* _EXCERPT_
※
After spending more than six decades in the entertainment business, with a career that extends from acting to singing, to philanthropy, and civil rights activist, it’s only right that the legendary Harry Belafonte is awarded one of the highest honors in an industry in which he’s left a permanent mark.
The Academy of Motion Pictures Arts and Sciences has just announced that it will honor Belafonte with the Jean Hersholt Humanitarian Award at its sixth annual Governors Awards in Hollywood on Nov. 8.
“The Governors Awards allow us to reflect upon not the year in film, but the achievements of a lifetime,” said Academy president Cheryl Boone Isaacs. “We’re absolutely thrilled to honor these outstanding members of our global filmmaking community and look forward to celebrating with them in November.”
Belafonte’s longstanding career is definitely one worth highlighting, as he took on several historical projects that shined light on racism and inequality, including the 1954 musical “Carmen,” the 1959 film “Odds Against Tomorrow” and the sci-fi film “The World, The Flesh and the Devil” just to name a few. In addition to taking on meaningful projects, Belafonte also used his platform to take a stand for civil rights and against injustice and marched alongside Martin Luther King, Jr., and in 1987 he was named UNICEF Goodwill Ambassador.
Belafonte is being honored along with screenwriter Jean-Claude Carriere, animated filmmaker Hayao Miyazaki, and actress Maureen O’Hara.
※
* _DATA EXCERPTS_

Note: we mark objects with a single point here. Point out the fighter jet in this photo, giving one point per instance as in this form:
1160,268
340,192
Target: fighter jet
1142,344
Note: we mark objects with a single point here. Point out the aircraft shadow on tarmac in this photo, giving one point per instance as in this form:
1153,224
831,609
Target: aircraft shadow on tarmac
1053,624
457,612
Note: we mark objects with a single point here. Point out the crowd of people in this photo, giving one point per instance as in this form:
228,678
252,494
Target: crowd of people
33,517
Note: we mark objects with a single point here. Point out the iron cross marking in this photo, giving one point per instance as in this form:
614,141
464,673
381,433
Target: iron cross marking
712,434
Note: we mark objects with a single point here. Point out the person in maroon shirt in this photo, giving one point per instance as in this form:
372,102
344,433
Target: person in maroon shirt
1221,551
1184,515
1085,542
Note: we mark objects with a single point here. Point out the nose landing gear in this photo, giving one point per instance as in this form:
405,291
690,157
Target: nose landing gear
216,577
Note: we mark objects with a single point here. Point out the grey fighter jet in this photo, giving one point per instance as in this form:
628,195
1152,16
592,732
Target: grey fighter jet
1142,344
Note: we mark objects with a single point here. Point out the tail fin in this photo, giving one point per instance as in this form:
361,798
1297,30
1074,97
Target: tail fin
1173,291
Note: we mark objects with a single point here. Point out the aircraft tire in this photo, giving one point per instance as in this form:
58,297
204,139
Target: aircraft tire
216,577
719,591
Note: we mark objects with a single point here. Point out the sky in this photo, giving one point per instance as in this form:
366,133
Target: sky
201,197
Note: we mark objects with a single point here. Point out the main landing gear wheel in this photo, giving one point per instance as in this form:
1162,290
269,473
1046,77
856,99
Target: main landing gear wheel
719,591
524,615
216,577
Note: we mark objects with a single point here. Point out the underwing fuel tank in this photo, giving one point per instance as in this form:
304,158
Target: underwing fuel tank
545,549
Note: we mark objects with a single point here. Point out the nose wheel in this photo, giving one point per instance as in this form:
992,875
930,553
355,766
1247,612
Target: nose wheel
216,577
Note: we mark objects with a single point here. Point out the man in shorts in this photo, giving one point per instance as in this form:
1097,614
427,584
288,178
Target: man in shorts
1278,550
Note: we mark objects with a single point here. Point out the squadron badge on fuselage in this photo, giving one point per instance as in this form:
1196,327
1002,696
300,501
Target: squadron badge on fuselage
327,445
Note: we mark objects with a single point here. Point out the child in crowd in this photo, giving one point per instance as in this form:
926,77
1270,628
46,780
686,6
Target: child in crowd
※
* _QUESTIONS TO ANSWER_
1. In the article about Harry Belafonte, which award will the Academy give him?
2. Say whether each statement agrees with the article about Harry Belafonte, answering yes or no and quoting the deciding words of the article.
(a) Belafonte was named UNICEF Goodwill Ambassador in 1987.
(b) The ceremony where Belafonte will be honored is the fifth annual Governors Awards.
(c) Hayao Miyazaki is one of the other honorees and is identified as a screenwriter.

* _EXERCISE RESULTS_
1. The Jean Hersholt Humanitarian Award.

2.
(a) Yes: "in 1987 he was named UNICEF Goodwill Ambassador"
(b) No: "its sixth annual Governors Awards in Hollywood on Nov. 8"
(c) No: "animated filmmaker Hayao Miyazaki"